# [Exercise directions]
Every line in the data must be transcribed exactly.

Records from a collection
◇ ◇ ◇ ◇ ◇

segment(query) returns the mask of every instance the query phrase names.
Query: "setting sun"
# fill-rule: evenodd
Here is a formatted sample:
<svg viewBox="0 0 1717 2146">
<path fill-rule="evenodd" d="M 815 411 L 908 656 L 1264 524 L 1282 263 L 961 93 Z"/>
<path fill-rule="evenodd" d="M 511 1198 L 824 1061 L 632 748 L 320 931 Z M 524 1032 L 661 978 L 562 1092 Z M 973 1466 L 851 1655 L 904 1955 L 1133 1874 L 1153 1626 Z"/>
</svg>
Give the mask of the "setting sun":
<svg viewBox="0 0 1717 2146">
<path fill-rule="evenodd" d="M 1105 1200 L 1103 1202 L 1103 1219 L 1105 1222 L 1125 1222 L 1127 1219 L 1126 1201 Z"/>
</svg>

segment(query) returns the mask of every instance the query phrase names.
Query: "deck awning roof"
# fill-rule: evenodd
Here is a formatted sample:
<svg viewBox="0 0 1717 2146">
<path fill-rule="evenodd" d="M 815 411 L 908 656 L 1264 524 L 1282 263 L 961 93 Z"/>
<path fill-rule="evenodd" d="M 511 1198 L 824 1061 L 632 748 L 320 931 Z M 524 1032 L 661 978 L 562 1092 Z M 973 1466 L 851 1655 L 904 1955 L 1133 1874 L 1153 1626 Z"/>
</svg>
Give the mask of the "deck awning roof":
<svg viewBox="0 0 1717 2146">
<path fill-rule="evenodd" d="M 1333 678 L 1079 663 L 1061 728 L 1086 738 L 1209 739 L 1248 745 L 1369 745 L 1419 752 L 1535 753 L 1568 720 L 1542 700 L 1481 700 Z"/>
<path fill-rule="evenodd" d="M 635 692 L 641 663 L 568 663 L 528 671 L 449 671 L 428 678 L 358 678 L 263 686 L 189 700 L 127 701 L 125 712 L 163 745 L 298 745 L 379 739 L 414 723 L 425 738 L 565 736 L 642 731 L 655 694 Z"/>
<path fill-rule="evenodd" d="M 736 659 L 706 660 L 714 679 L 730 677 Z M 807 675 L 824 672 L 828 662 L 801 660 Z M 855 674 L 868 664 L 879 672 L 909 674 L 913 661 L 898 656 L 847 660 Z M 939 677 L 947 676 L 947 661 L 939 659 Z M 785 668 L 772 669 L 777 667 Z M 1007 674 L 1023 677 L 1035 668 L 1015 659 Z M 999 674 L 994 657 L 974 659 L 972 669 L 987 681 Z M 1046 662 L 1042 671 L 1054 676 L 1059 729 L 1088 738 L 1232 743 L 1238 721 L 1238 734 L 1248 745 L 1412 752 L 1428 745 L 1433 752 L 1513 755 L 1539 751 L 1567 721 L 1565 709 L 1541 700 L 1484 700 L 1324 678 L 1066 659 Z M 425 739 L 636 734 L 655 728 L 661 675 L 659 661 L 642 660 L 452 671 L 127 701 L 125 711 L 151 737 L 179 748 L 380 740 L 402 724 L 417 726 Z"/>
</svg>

◇ ◇ ◇ ◇ ◇

# [Answer below]
segment(query) returns the mask of every instance the query phrase names.
Query: "setting sun"
# fill-rule: evenodd
Here is a formatted sample:
<svg viewBox="0 0 1717 2146">
<path fill-rule="evenodd" d="M 815 411 L 908 656 L 1264 524 L 1282 263 L 961 93 Z"/>
<path fill-rule="evenodd" d="M 511 1198 L 824 1061 L 632 748 L 320 931 Z M 524 1032 L 661 978 L 562 1092 Z M 973 1466 L 851 1655 L 904 1955 L 1133 1874 L 1153 1626 Z"/>
</svg>
Give the mask of the "setting sun":
<svg viewBox="0 0 1717 2146">
<path fill-rule="evenodd" d="M 1105 1200 L 1103 1202 L 1103 1219 L 1105 1222 L 1125 1222 L 1127 1219 L 1126 1201 Z"/>
</svg>

segment(query) returns the mask of every instance the query phrase names.
Query: "deck awning roof"
# fill-rule: evenodd
Here is a formatted sample:
<svg viewBox="0 0 1717 2146">
<path fill-rule="evenodd" d="M 815 411 L 908 656 L 1264 524 L 1282 263 L 961 93 Z"/>
<path fill-rule="evenodd" d="M 511 1198 L 824 1061 L 632 748 L 320 931 Z M 524 1032 L 661 978 L 562 1092 Z M 973 1466 L 851 1655 L 904 1955 L 1133 1874 L 1153 1626 Z"/>
</svg>
Give the mask of the "deck awning roof":
<svg viewBox="0 0 1717 2146">
<path fill-rule="evenodd" d="M 1333 678 L 1079 663 L 1061 728 L 1086 738 L 1209 739 L 1248 745 L 1369 745 L 1419 752 L 1535 753 L 1568 720 L 1542 700 L 1481 700 Z"/>
<path fill-rule="evenodd" d="M 635 692 L 641 663 L 568 663 L 528 671 L 449 671 L 428 678 L 358 678 L 263 686 L 189 700 L 127 701 L 125 712 L 163 745 L 298 745 L 379 739 L 414 723 L 425 738 L 565 736 L 642 731 L 655 694 Z"/>
<path fill-rule="evenodd" d="M 736 659 L 706 660 L 714 679 L 730 677 Z M 807 675 L 824 672 L 828 662 L 801 660 Z M 855 674 L 868 664 L 879 672 L 909 674 L 913 661 L 898 656 L 847 660 Z M 939 677 L 947 676 L 947 661 L 939 659 Z M 785 668 L 772 669 L 777 667 Z M 1007 674 L 1023 677 L 1035 668 L 1015 659 Z M 999 674 L 994 657 L 974 659 L 972 669 L 987 681 Z M 1046 662 L 1042 671 L 1054 676 L 1059 729 L 1088 738 L 1232 743 L 1238 721 L 1238 734 L 1248 745 L 1412 752 L 1428 745 L 1433 752 L 1513 755 L 1539 751 L 1567 721 L 1565 709 L 1541 700 L 1484 700 L 1324 678 L 1066 659 Z M 425 739 L 636 734 L 655 728 L 661 675 L 659 661 L 642 660 L 452 671 L 127 701 L 125 711 L 151 737 L 179 748 L 380 740 L 402 724 L 417 726 Z"/>
</svg>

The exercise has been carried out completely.